### [Goal]
Update the listing from the line that contains "Expected: for the basket" through the end of the listing, replacing "handle" with "strap" and leaving all else unchanged. Leave the pictures out of your answer.

A block of data
────────────────────

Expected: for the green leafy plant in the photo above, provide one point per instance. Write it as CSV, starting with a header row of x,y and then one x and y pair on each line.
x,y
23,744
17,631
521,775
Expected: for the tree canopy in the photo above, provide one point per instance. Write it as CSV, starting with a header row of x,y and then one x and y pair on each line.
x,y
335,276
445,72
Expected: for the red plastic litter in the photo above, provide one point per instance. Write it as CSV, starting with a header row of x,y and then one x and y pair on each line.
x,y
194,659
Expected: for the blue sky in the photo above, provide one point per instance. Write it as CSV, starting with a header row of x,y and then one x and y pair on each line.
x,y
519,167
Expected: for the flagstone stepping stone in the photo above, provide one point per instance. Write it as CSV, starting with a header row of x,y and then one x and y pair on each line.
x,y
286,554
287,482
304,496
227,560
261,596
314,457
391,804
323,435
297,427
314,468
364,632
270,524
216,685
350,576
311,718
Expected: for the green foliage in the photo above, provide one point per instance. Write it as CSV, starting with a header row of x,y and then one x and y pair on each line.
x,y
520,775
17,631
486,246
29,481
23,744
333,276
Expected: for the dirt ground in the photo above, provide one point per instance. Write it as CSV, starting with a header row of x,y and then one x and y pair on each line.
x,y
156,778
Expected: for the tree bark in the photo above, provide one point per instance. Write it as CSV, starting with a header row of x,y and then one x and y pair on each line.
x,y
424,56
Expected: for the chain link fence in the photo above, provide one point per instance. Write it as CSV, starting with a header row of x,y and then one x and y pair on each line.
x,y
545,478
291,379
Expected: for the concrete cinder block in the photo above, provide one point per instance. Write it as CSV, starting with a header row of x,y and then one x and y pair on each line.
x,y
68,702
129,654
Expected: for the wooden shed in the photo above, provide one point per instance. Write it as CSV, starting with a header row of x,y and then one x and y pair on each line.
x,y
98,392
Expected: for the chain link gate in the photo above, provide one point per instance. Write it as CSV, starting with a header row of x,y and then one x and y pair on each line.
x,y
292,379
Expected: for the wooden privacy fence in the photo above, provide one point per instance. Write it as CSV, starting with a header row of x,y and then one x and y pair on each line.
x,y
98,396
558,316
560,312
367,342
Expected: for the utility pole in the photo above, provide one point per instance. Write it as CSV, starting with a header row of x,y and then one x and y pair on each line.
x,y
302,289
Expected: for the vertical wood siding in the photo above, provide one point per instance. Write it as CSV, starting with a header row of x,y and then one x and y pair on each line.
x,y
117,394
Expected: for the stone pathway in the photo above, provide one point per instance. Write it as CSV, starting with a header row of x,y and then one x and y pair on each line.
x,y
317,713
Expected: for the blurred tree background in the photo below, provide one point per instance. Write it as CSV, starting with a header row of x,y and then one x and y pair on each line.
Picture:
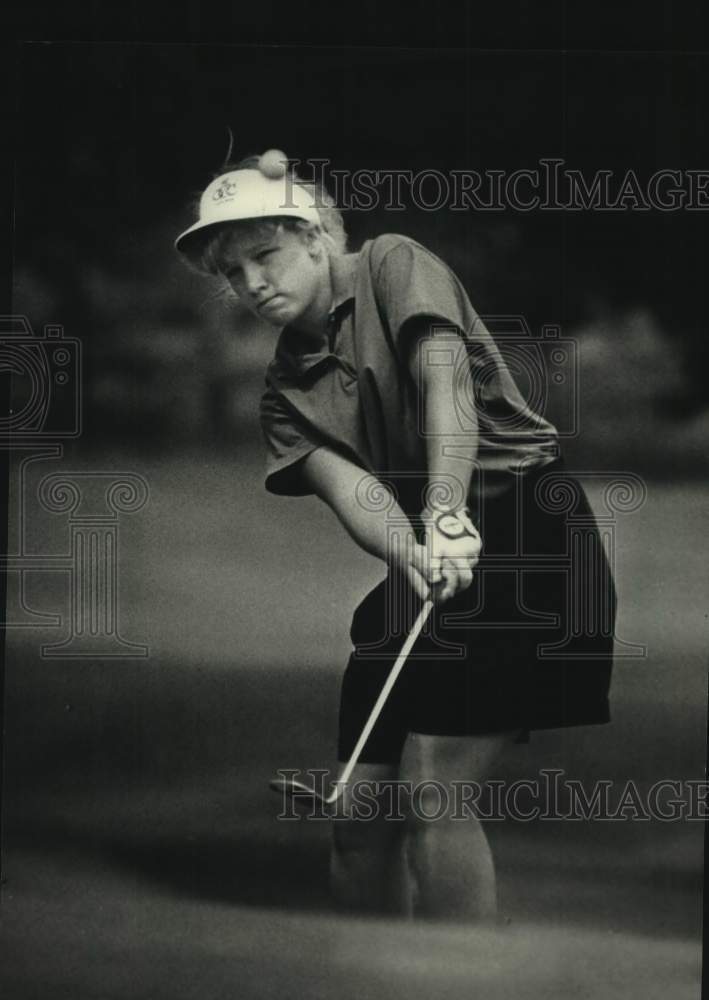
x,y
117,139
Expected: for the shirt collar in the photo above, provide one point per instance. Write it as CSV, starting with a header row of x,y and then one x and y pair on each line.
x,y
291,358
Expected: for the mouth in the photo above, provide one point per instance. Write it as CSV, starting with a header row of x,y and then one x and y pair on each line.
x,y
268,302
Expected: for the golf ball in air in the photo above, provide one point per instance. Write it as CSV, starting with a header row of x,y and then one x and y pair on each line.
x,y
273,163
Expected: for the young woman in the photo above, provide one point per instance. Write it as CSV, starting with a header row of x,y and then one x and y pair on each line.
x,y
388,399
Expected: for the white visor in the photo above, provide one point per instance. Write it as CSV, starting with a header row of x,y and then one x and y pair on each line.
x,y
248,194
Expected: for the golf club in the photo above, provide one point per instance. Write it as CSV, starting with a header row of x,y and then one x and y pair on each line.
x,y
290,786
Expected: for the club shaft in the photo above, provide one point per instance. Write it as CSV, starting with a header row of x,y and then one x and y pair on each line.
x,y
384,693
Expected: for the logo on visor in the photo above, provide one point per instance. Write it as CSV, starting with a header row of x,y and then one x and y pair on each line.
x,y
225,190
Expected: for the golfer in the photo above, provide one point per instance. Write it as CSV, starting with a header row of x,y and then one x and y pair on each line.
x,y
388,398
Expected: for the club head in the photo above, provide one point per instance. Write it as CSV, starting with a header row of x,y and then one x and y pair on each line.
x,y
301,792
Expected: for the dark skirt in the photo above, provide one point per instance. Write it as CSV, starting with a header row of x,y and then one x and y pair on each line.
x,y
528,646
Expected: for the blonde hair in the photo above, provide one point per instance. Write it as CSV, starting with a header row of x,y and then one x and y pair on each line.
x,y
209,251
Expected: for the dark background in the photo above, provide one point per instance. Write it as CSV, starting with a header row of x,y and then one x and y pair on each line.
x,y
116,140
141,851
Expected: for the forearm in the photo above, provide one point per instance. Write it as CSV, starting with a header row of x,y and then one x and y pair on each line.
x,y
451,444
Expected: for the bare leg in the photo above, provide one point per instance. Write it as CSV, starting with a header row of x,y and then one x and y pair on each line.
x,y
450,860
368,869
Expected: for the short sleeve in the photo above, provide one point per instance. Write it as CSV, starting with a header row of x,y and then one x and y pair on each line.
x,y
412,282
288,442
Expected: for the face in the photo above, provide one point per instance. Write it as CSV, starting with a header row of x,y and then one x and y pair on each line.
x,y
277,275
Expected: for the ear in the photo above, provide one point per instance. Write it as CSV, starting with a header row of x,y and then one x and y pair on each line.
x,y
316,246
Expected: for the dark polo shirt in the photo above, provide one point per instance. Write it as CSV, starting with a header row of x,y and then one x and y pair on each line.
x,y
355,394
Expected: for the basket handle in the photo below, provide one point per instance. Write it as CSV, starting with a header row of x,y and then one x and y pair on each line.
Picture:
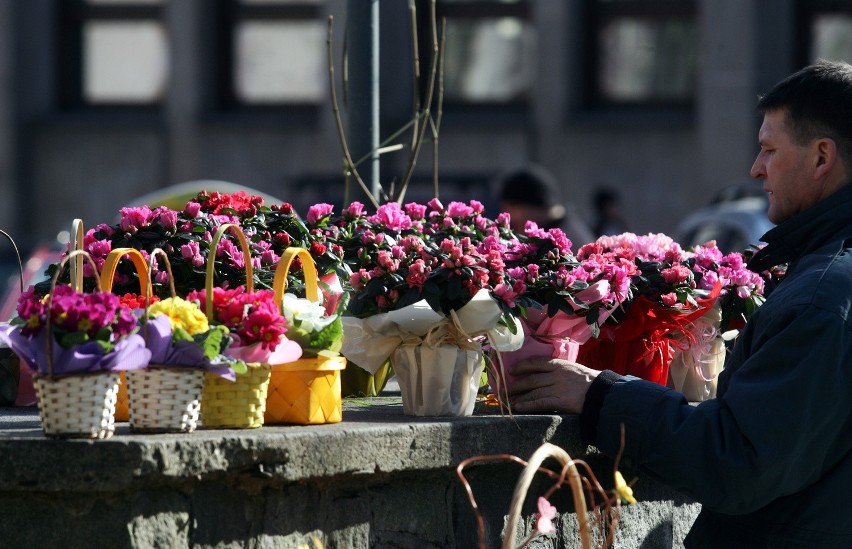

────────────────────

### [Output for this task]
Expected: for the basket strap in the photo below, provide one point per instance. Write it as CSV, starting with a header row of x,y and then one x and y pair on each line.
Picture:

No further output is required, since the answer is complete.